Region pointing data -
________________

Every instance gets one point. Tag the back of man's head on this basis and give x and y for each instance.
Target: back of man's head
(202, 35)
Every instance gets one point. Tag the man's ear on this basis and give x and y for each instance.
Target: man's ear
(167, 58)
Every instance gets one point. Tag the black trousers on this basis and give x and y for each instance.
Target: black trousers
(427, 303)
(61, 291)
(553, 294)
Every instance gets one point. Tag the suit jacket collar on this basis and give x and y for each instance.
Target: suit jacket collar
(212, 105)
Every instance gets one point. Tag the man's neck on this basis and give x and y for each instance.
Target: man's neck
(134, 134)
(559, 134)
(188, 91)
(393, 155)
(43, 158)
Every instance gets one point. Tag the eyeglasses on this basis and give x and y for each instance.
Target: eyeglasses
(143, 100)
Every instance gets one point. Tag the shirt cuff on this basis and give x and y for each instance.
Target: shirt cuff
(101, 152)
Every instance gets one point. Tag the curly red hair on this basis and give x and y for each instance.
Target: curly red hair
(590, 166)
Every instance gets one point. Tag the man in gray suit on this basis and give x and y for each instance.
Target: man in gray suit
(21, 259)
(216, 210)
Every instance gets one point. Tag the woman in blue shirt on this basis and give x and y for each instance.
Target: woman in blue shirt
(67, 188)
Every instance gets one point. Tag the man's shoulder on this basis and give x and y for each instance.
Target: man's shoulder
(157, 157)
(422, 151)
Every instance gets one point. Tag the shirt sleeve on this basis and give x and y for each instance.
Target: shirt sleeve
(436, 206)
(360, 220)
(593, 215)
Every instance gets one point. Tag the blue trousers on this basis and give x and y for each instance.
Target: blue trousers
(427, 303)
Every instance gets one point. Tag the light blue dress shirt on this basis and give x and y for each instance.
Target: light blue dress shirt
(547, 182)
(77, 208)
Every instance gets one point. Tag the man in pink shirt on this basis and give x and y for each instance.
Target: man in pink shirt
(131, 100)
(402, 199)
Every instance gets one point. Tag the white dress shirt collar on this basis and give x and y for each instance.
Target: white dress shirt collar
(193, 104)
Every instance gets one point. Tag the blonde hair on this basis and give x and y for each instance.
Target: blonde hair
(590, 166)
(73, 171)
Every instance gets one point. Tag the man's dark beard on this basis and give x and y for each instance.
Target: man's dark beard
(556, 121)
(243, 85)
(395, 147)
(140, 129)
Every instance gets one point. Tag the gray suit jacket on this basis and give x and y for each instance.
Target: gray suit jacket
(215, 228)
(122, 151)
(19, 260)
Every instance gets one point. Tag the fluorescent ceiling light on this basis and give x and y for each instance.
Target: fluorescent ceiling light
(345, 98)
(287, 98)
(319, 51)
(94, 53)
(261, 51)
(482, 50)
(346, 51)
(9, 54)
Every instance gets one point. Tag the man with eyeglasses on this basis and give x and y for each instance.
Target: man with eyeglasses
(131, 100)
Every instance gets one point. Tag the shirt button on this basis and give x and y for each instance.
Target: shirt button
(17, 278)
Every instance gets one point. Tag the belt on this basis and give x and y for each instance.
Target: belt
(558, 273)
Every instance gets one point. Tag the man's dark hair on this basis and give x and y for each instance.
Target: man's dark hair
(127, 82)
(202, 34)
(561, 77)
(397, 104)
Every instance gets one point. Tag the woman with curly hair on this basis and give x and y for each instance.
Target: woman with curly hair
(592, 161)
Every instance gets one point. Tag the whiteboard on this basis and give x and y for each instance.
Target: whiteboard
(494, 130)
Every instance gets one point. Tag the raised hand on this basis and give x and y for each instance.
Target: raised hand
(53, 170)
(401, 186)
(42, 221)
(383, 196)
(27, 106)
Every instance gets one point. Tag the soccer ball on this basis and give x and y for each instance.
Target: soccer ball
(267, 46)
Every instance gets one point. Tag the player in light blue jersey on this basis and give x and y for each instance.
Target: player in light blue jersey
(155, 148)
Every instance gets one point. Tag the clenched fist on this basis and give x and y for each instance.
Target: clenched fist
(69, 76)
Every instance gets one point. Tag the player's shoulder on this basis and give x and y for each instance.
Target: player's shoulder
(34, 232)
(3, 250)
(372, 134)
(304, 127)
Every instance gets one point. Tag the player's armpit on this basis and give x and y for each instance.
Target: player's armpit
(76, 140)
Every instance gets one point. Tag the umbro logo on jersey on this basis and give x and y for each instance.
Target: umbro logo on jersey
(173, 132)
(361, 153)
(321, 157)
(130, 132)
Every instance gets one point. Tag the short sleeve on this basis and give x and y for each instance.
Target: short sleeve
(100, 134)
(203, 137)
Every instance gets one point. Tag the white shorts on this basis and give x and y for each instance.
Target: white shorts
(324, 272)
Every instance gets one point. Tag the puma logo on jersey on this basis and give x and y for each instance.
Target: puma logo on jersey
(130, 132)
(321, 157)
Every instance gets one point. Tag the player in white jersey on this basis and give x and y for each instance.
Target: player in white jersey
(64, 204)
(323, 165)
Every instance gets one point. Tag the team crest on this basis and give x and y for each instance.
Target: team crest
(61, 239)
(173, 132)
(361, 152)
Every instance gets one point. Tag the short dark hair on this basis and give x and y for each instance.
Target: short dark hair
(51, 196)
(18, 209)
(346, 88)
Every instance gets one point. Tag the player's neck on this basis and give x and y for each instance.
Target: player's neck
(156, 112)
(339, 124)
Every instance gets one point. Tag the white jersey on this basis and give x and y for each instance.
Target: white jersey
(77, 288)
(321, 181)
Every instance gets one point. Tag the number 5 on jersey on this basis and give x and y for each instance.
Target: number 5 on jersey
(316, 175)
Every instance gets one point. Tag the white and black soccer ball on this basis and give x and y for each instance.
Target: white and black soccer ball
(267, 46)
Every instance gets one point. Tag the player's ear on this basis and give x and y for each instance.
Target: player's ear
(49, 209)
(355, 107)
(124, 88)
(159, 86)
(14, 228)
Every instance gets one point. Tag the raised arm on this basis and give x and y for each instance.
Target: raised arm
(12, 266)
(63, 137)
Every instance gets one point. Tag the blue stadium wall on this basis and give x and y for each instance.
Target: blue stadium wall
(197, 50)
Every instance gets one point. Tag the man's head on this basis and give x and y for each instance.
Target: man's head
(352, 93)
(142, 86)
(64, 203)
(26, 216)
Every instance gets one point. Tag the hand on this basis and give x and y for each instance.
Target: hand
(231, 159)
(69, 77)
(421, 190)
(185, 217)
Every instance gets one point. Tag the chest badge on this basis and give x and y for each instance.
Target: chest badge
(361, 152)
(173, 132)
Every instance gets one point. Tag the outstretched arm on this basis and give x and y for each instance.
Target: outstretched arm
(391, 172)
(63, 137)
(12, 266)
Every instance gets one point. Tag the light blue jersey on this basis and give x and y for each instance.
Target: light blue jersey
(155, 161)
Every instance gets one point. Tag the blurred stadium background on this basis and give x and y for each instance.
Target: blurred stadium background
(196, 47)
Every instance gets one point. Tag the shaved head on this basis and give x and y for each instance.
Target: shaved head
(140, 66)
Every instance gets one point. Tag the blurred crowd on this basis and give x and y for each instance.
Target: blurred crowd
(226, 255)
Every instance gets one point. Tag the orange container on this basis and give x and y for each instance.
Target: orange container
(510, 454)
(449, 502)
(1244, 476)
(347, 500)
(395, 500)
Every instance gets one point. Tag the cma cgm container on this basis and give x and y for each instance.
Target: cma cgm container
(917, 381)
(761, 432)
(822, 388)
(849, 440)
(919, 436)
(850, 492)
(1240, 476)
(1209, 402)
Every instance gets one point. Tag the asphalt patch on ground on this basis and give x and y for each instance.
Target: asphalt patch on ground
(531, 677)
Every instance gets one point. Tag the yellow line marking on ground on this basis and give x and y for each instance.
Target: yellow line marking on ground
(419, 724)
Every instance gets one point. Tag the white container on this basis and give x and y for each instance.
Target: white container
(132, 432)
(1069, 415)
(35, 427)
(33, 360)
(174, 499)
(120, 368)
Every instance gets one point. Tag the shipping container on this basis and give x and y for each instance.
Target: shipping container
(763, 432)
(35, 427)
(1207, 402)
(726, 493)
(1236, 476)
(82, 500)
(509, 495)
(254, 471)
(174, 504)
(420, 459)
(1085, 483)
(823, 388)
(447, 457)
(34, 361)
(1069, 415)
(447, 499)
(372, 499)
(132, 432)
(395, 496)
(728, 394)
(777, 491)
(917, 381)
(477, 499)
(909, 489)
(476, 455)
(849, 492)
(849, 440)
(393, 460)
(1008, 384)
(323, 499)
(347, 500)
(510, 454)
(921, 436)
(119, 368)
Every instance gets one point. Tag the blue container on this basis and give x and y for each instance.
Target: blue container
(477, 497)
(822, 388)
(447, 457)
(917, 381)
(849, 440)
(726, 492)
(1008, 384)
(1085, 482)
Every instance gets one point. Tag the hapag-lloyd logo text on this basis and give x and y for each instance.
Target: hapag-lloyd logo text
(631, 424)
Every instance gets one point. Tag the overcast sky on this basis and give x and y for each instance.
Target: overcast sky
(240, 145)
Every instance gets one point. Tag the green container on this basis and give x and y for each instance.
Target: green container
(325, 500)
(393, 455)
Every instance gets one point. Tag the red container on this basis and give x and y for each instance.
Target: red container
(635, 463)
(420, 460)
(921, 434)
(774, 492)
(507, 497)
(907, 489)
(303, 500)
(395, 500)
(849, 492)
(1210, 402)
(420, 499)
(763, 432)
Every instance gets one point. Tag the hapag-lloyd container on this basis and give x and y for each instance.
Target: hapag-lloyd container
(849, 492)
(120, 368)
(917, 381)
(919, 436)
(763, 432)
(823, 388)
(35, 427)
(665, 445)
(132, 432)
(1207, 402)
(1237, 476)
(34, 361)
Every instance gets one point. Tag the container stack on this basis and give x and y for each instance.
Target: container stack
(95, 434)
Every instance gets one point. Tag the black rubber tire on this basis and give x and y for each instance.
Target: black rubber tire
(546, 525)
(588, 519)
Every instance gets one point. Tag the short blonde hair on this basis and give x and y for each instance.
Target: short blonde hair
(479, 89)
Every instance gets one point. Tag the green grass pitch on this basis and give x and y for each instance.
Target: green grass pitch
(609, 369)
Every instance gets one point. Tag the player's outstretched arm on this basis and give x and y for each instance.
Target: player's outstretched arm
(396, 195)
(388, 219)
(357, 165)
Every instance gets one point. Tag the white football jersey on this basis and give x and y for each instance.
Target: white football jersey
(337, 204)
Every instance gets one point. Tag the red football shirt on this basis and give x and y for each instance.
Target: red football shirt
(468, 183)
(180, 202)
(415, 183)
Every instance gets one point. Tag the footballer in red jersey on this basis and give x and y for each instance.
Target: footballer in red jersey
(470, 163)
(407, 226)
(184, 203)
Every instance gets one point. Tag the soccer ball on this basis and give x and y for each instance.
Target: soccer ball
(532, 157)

________________

Instructions to follow - For this exercise, please output exactly the lines above starting at the line with "Every instance gets one point. Tag the woman in" and ending at the line with "Every instance gets one point. Tag the fluorescent", ends included.

Response to the exercise -
Every instance gets one point. Tag the woman in blue shirt on this basis and give x and y for each instance.
Target: woman in blue shirt
(67, 188)
Every instance gets one point. Tag the man's shoulder on this basis and give x and y for each instance.
Target: man's shoulder
(157, 157)
(422, 151)
Every instance gets one point. Tag the shirt sleeve on this basis and give x and y for each instance.
Target: shirt sleeve
(436, 206)
(360, 220)
(593, 215)
Every instance gets one point. Tag the blue trousers on this basis and give x and y for each instance.
Target: blue trousers
(427, 303)
Every instance gets one point. Tag the light blue dress shirt on this basis and give x and y for each instance.
Target: light blue dress shirt
(547, 182)
(77, 208)
Every instance gets one point. Tag the man in pink shirt on this basis and give x and y for each instance.
Target: man in pink shirt
(131, 100)
(402, 199)
Every instance gets one point. Tag the white dress shirt collar on this basis and give x and y for each instance.
Target: white dress shirt collar
(193, 104)
Every instance gets one point. Tag the blonde hair on this basis and give x and y for each instance.
Target: blonde hair
(590, 166)
(73, 171)
Every instance gets one point. Tag the man's dark beard on this basis and give x and y for each instance.
Target: man's dark beard
(556, 121)
(243, 85)
(395, 147)
(140, 129)
Every instance gets one point. Tag the gray suit jacket on this basis and give x and y for each instance.
Target: gray suit jacket
(215, 228)
(122, 151)
(19, 260)
Every instance gets one point. Tag the fluorescent ceiling light on this basis and give x and y for each instance.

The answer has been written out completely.